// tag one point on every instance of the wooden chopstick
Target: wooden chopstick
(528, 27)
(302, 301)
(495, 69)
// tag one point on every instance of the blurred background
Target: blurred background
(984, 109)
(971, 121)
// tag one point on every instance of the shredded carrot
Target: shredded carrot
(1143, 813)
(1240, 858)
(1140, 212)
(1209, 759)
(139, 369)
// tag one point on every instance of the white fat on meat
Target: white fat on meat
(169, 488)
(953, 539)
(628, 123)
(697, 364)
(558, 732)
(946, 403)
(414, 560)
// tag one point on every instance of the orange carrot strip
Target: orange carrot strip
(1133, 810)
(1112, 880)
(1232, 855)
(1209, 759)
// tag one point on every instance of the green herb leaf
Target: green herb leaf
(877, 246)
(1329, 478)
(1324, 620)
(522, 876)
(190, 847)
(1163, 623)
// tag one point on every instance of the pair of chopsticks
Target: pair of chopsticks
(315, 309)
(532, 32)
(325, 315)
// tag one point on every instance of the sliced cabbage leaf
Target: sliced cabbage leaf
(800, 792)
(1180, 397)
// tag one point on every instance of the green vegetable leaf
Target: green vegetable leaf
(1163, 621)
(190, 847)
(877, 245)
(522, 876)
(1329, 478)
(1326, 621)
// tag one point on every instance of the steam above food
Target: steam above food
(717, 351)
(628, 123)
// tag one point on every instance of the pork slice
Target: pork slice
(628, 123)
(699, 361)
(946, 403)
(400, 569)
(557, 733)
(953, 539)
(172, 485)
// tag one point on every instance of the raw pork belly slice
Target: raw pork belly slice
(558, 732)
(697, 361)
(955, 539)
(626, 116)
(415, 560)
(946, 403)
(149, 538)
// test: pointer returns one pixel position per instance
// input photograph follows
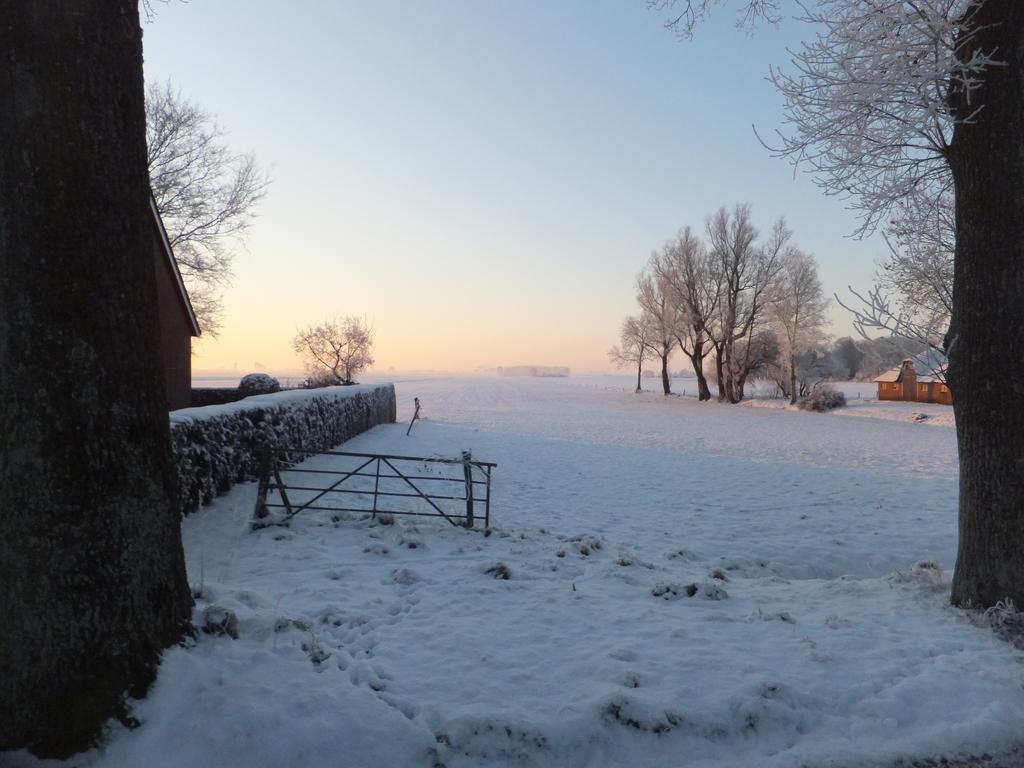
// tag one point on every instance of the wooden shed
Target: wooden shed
(177, 318)
(904, 383)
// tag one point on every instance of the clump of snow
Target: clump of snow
(258, 384)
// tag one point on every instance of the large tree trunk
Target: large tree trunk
(793, 380)
(720, 372)
(986, 339)
(92, 580)
(696, 360)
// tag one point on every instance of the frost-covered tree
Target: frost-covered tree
(91, 563)
(206, 193)
(745, 271)
(662, 311)
(848, 356)
(336, 350)
(896, 96)
(799, 311)
(635, 345)
(685, 266)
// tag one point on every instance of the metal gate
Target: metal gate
(458, 489)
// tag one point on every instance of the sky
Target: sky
(481, 180)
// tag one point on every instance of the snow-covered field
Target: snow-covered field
(817, 549)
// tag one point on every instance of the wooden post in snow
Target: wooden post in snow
(467, 469)
(416, 415)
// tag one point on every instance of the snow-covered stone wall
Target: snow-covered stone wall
(217, 445)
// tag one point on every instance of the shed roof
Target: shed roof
(166, 247)
(889, 376)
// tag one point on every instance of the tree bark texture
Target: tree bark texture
(92, 579)
(985, 342)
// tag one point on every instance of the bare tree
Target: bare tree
(745, 275)
(91, 562)
(336, 350)
(662, 311)
(912, 297)
(893, 96)
(685, 267)
(634, 346)
(686, 14)
(848, 356)
(799, 310)
(207, 195)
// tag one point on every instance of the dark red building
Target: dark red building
(177, 318)
(904, 383)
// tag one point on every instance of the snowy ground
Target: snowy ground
(814, 636)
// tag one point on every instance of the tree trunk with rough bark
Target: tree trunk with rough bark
(793, 379)
(91, 564)
(986, 339)
(696, 361)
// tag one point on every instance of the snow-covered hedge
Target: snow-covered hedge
(217, 445)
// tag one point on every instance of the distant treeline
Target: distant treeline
(543, 371)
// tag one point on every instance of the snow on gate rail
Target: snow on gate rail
(376, 483)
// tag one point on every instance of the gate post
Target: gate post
(467, 469)
(264, 480)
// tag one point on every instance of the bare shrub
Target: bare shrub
(822, 398)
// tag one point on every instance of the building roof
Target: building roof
(166, 247)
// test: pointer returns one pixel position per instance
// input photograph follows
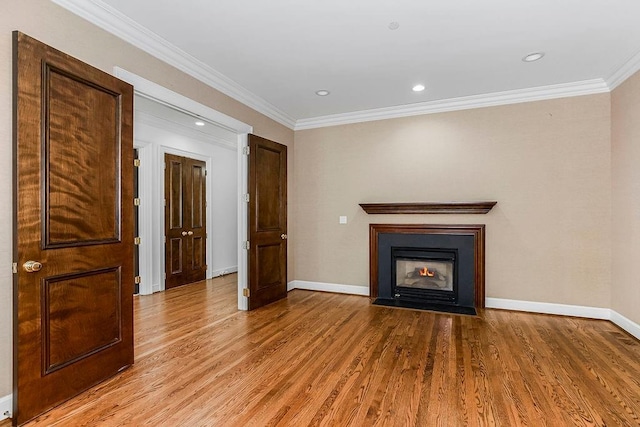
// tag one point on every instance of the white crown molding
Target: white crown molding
(6, 406)
(111, 20)
(628, 69)
(587, 87)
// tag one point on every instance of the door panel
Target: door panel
(267, 221)
(80, 210)
(73, 214)
(185, 193)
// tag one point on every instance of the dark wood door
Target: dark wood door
(185, 220)
(73, 227)
(267, 221)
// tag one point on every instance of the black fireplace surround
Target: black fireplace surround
(452, 254)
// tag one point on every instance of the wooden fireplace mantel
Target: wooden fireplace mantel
(428, 208)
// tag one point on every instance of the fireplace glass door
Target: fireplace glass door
(424, 274)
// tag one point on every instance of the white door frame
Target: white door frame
(148, 89)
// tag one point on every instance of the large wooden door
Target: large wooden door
(267, 221)
(73, 227)
(185, 220)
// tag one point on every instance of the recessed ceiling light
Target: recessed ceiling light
(533, 57)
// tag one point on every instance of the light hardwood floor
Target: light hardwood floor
(335, 360)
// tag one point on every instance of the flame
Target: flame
(426, 273)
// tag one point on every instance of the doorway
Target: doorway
(185, 220)
(151, 251)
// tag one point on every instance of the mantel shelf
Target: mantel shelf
(428, 208)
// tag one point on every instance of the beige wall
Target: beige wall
(625, 166)
(55, 26)
(546, 163)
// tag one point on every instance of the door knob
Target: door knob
(32, 266)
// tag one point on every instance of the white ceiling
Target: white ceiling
(273, 55)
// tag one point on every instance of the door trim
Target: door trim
(163, 95)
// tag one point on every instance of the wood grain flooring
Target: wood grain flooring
(320, 359)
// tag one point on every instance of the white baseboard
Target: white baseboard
(626, 324)
(328, 287)
(223, 271)
(566, 310)
(6, 406)
(549, 308)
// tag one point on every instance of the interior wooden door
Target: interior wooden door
(267, 221)
(73, 227)
(185, 220)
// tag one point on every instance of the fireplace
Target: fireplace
(431, 267)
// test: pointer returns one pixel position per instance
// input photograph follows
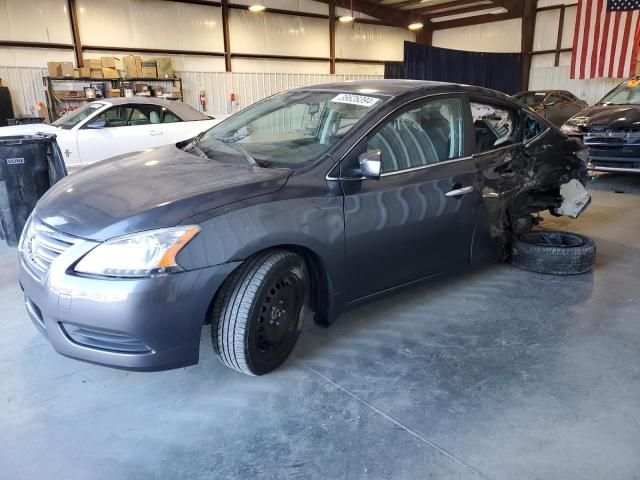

+++

*About this exercise*:
Here the job is to print all the entries above exactly, minus the images.

*Response*:
// tag one point on every instance of the wooden chopstick
Target: wooden chopstick
(528, 27)
(302, 301)
(495, 69)
// tag one point on every instance of the blurred background
Target: blurred background
(984, 109)
(971, 121)
// tag one point on every instance of the shredded carrot
Target: shredded carrot
(1143, 813)
(1240, 858)
(1140, 212)
(1209, 759)
(139, 369)
// tag one point on every instance of the white fat on meat
Target: white fat on meat
(169, 488)
(953, 539)
(628, 123)
(697, 364)
(558, 732)
(946, 403)
(414, 560)
// tag one point on every instance of the orange carrot strip
Target: orange carrot strip
(1133, 810)
(1112, 880)
(1232, 855)
(1209, 759)
// tag one point on every instance of the green herb leaf
Target: green herb leaf
(877, 246)
(1329, 478)
(1324, 620)
(522, 876)
(190, 847)
(1163, 623)
// tag one point on every instance of the pair of chopsticks
Target: pair of chopsticks
(315, 309)
(532, 32)
(325, 315)
// tag one point on every instance of the sliced cabbage leaf
Target: sliced cabbage leaf
(800, 792)
(1180, 397)
// tag one point on every instance of the green vegetable leaf
Target: green vegetable leaf
(1163, 621)
(190, 847)
(877, 245)
(522, 876)
(1329, 478)
(1326, 621)
// tag one point on every instance of the steam above food
Target: steam above food
(717, 351)
(628, 123)
// tag one point on every instance of the pork slice
Target: pork slice
(628, 123)
(699, 361)
(946, 403)
(400, 569)
(557, 733)
(953, 539)
(172, 485)
// tag one point on every instance of the raw pork belly slice
Target: raw pork belly slice
(558, 732)
(697, 361)
(955, 539)
(626, 116)
(415, 560)
(946, 403)
(149, 538)
// test: pointer returns one pixel position per instance
// input photograph follows
// tag one point on every instance of the wooden shed
Target: wooden shed
(177, 318)
(904, 383)
// tag one point on every instance of the clump of snow
Target: clump of snow
(258, 384)
// tag one point on every instance of the large tree trunk
Target: large tree trunk
(793, 380)
(720, 372)
(986, 339)
(92, 580)
(696, 360)
// tag one point on every instance of the frost-covered tree
Target: frost-covered tree
(91, 563)
(206, 193)
(745, 271)
(662, 311)
(848, 356)
(336, 350)
(896, 96)
(799, 311)
(635, 345)
(685, 266)
// tag one point on every instance of the metal gate
Target: metal gate
(458, 489)
// tag one point on every instance of the sky
Target: sky
(481, 180)
// tag one point on every instance of the snow-covered field
Target: snow-covered field
(817, 549)
// tag one point on every instance of the wooden post in snow
Target: wooden post in snow
(467, 469)
(416, 415)
// tag one point on every instance of the snow-covered stone wall
Target: snow-covered stone wall
(217, 445)
// tag one point on every instance of the shed roof
Target: shed roof
(166, 247)
(889, 376)
// tag one point on every instance of the tree bark texture
Target: tree bark texture
(92, 579)
(985, 342)
// tag one point on every instance of the bare tree
Target: bare tree
(745, 275)
(91, 562)
(336, 350)
(662, 311)
(912, 297)
(893, 96)
(685, 267)
(634, 346)
(686, 14)
(848, 356)
(799, 310)
(207, 195)
// tag one point on every instance of the dark red building
Target: dark red building
(177, 318)
(904, 383)
// tag one point on every instance of the snowy ground
Target: snowy ground
(814, 636)
// tag one point on every instance of the tree trunk with rough bark
Target: tree trunk with rough bark
(793, 379)
(91, 564)
(986, 339)
(696, 361)
// tag one point on every instance of the snow-covered hedge
Target: snow-covered hedge
(217, 445)
// tag one point on every instance of the distant treeline
Target: distant treeline
(543, 371)
// tag one point on every instance of the snow on gate rail
Target: snow on gate rail
(376, 483)
// tag one point on every instance of the gate post
Target: gate post
(467, 469)
(264, 480)
// tag one point on every instance of the bare shrub
Target: bare shrub
(822, 398)
// tag one point on every instance of the building roof
Target: building roof
(166, 247)
// test: pointer returns one pixel position per instance
// input photograph follows
// tag one point on every instance of the white crown molding
Target: white crown molding
(6, 406)
(111, 20)
(628, 69)
(587, 87)
// tag one point on every instance of the door panel
Target: door panel
(267, 221)
(80, 210)
(73, 214)
(185, 193)
// tag one point on every instance of the dark wood door
Target: dark wood door
(185, 220)
(73, 227)
(267, 221)
// tag one point on every instance of the black fireplace surround
Target: black fireplace surround
(452, 254)
// tag one point on every instance of the wooden fireplace mantel
Target: wooden fireplace mantel
(428, 208)
// tag one point on every instance of the fireplace glass door
Target: fireplace glass door
(424, 274)
// tag one point on every instance of the white door frame
Target: white door frame
(148, 89)
// tag one point on every instance of the large wooden door
Target: large wooden door
(267, 221)
(73, 227)
(185, 220)
// tag one point on every instance of the recessed ceiling light
Target: recessed ceiling light
(533, 57)
// tag one point on every instance of the light hardwood floor
Target: light hardwood floor
(335, 360)
// tag one point on every instance of the flame
Target: flame
(426, 273)
// tag one point on every instance of the doorway
Target: doorway
(185, 220)
(151, 251)
// tag one point on every instance of the mantel shelf
Target: mantel shelf
(428, 208)
// tag one point on every instance of the beige wall
Target: beige wall
(625, 166)
(55, 26)
(546, 163)
// tag one point on every instance of the door knob
Target: door knob
(32, 266)
// tag one point on every instance of the white ceiling
Target: white ceiling
(273, 55)
// tag one point on every instance of the door trim
Target: door trim
(163, 95)
// tag one point on every instance of the wood grain flooring
Target: wood grain flooring
(320, 359)
// tag one point on every instance of the white baseboard
Target: white baseboard
(626, 324)
(328, 287)
(223, 271)
(566, 310)
(6, 406)
(549, 308)
// tag one point on every instance of the interior wooden door
Target: interior wooden door
(267, 221)
(73, 227)
(185, 220)
// tag one point on every instance of the fireplace
Target: fireplace
(431, 267)
// test: pointer returns one pixel position per instance
// input photograph follows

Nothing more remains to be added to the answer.